== Data records ==

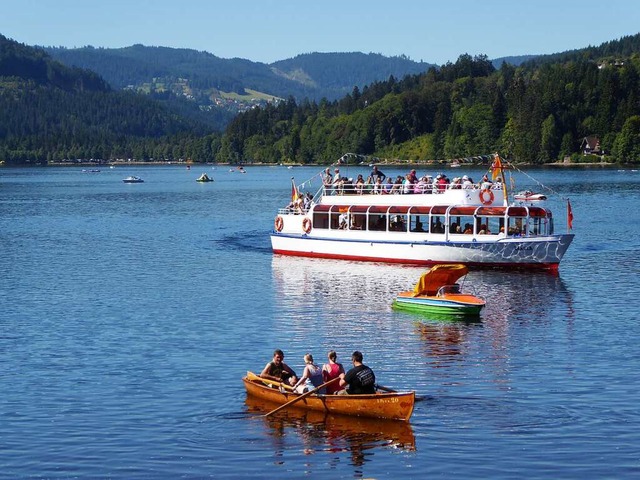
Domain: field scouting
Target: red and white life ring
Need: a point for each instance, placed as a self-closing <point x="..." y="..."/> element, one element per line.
<point x="278" y="224"/>
<point x="488" y="200"/>
<point x="306" y="225"/>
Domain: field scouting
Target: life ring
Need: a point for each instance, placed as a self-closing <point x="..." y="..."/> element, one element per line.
<point x="278" y="224"/>
<point x="486" y="201"/>
<point x="306" y="225"/>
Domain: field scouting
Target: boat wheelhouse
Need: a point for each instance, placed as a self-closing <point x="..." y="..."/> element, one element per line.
<point x="475" y="226"/>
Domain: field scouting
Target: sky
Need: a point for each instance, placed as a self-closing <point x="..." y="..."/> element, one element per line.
<point x="270" y="30"/>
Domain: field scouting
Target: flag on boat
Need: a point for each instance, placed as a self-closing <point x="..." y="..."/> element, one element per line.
<point x="496" y="169"/>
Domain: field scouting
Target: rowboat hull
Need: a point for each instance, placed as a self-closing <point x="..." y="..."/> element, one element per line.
<point x="391" y="406"/>
<point x="328" y="426"/>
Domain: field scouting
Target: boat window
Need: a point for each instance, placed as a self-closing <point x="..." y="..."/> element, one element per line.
<point x="456" y="211"/>
<point x="357" y="221"/>
<point x="420" y="210"/>
<point x="461" y="225"/>
<point x="489" y="225"/>
<point x="321" y="216"/>
<point x="320" y="219"/>
<point x="538" y="226"/>
<point x="339" y="219"/>
<point x="437" y="223"/>
<point x="516" y="226"/>
<point x="377" y="222"/>
<point x="491" y="211"/>
<point x="397" y="223"/>
<point x="419" y="224"/>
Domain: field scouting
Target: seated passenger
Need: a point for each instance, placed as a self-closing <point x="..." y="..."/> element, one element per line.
<point x="360" y="379"/>
<point x="278" y="371"/>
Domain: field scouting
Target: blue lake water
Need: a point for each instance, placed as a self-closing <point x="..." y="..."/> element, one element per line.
<point x="129" y="314"/>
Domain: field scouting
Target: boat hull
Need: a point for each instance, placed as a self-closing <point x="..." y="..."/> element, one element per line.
<point x="448" y="305"/>
<point x="390" y="406"/>
<point x="540" y="253"/>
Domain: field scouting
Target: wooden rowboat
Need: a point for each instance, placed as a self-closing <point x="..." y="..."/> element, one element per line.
<point x="391" y="406"/>
<point x="329" y="428"/>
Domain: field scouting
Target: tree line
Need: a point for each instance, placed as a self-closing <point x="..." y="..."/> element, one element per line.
<point x="536" y="113"/>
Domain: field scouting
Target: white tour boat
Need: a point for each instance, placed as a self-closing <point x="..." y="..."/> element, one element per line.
<point x="475" y="226"/>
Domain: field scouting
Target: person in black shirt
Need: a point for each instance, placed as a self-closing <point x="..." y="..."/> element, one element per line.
<point x="279" y="371"/>
<point x="360" y="379"/>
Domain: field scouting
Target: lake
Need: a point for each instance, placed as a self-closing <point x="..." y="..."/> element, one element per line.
<point x="130" y="313"/>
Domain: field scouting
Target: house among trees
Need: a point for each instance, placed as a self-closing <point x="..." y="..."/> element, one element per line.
<point x="591" y="146"/>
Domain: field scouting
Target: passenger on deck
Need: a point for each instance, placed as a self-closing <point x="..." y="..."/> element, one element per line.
<point x="332" y="370"/>
<point x="327" y="181"/>
<point x="375" y="174"/>
<point x="342" y="221"/>
<point x="378" y="187"/>
<point x="278" y="371"/>
<point x="359" y="185"/>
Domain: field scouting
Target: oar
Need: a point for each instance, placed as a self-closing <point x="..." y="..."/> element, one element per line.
<point x="304" y="395"/>
<point x="385" y="389"/>
<point x="252" y="376"/>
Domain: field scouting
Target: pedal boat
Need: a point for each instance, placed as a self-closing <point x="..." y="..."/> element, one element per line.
<point x="437" y="292"/>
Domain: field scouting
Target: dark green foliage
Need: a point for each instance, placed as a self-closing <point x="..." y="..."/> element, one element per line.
<point x="538" y="112"/>
<point x="49" y="112"/>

===

Work task
Restate the data above word for word. Skip every picture.

Solution to this task
Domain: field scouting
Target: red and white life ring
Need: a point for each instance, placed as a self-closing <point x="..." y="..."/> element, one element per line.
<point x="278" y="224"/>
<point x="488" y="200"/>
<point x="306" y="225"/>
Domain: field scouting
Target: life ring
Need: a point for each instance, placed as a self-closing <point x="..." y="..."/> element, one element per line.
<point x="278" y="224"/>
<point x="486" y="201"/>
<point x="306" y="225"/>
Domain: field scouting
Target: boat wheelhouse
Need: a point for each instance, placed as a self-closing <point x="..." y="..."/> element, one element per line.
<point x="475" y="226"/>
Domain: field scouting
Target: sky
Need: a point for each instance, placed as a self-closing <point x="..." y="..."/> element, one element per line.
<point x="270" y="30"/>
Domain: field scouting
Target: flag on boat
Need: a point for each instance, placed as a self-closing <point x="..." y="..."/> element, one element per line.
<point x="496" y="169"/>
Domain: field scouting
Target: rowboat hull
Need: a point for each instance, placed as a self-closing <point x="..." y="..."/> element, one element per line.
<point x="391" y="406"/>
<point x="328" y="426"/>
Domain: field scouting
Target: boat window
Need: a point for each instance, placed as a self-closing <point x="..." y="..."/> element, one element per line.
<point x="456" y="211"/>
<point x="357" y="221"/>
<point x="420" y="210"/>
<point x="461" y="225"/>
<point x="489" y="225"/>
<point x="321" y="216"/>
<point x="320" y="219"/>
<point x="538" y="226"/>
<point x="339" y="219"/>
<point x="437" y="223"/>
<point x="516" y="226"/>
<point x="377" y="222"/>
<point x="491" y="211"/>
<point x="397" y="223"/>
<point x="419" y="224"/>
Domain: field scouting
Target: seated passenger
Need: a point for each instance, placed as a self-closing <point x="..." y="..."/> element, one element per line.
<point x="360" y="379"/>
<point x="278" y="371"/>
Domain: field scouting
Target: blue lake water
Need: a point for each instance, placed as a self-closing <point x="..." y="..."/> element, one element per line.
<point x="129" y="314"/>
Domain: field scouting
Target: boat hull
Need: a point for each instance, placed as a self-closing <point x="..." y="..."/> element, one element per line.
<point x="448" y="305"/>
<point x="390" y="406"/>
<point x="540" y="253"/>
Domain: field scouting
Target: wooden rowboat
Need: a point for each instance, placed as a self-closing <point x="..." y="..."/> element, one element per line.
<point x="391" y="406"/>
<point x="329" y="428"/>
Domain: field scouting
Target: tree line
Need: a point for each instance, placed as a self-closing <point x="..." y="..."/> element, one element per line.
<point x="536" y="113"/>
Domain: field scouting
Target: white tour boat
Need: a point for each instance, placed as a self-closing <point x="..." y="..."/> element, one element per line.
<point x="475" y="226"/>
Domain: field scouting
Target: person in black shirt
Need: a point for each instance, placed as a self-closing <point x="..." y="..."/> element, one element per line.
<point x="279" y="371"/>
<point x="360" y="379"/>
Domain: field scouting
Target: lake
Need: a point for each instance, placed as a self-closing <point x="..." y="..."/> element, one element per line.
<point x="130" y="313"/>
Domain: field scouting
Target: house among trees
Need: a point for each instance, placed as a self-closing <point x="..." y="..."/> element, one element per line.
<point x="591" y="146"/>
Domain: field scouting
Target: passenger on deck
Need: a point for each instance, placed as a self-closing <point x="..." y="..."/> element, one element per line.
<point x="332" y="370"/>
<point x="327" y="181"/>
<point x="375" y="174"/>
<point x="342" y="221"/>
<point x="378" y="187"/>
<point x="278" y="371"/>
<point x="359" y="185"/>
Domain: field scouting
Target: oar
Need: a point for each instance, placed as a self-closing <point x="..." y="..."/> element, one element per line.
<point x="304" y="395"/>
<point x="385" y="389"/>
<point x="252" y="376"/>
Domain: field scouting
Target: pedal boat
Need: a point for each instance, placed as a self-closing <point x="..." y="..."/> element, one element per line.
<point x="437" y="292"/>
Domain: field scouting
Target: dark green foliage
Need: a point for each instance, placed as a self-closing <point x="..." y="..."/> element, one element per line.
<point x="538" y="112"/>
<point x="49" y="112"/>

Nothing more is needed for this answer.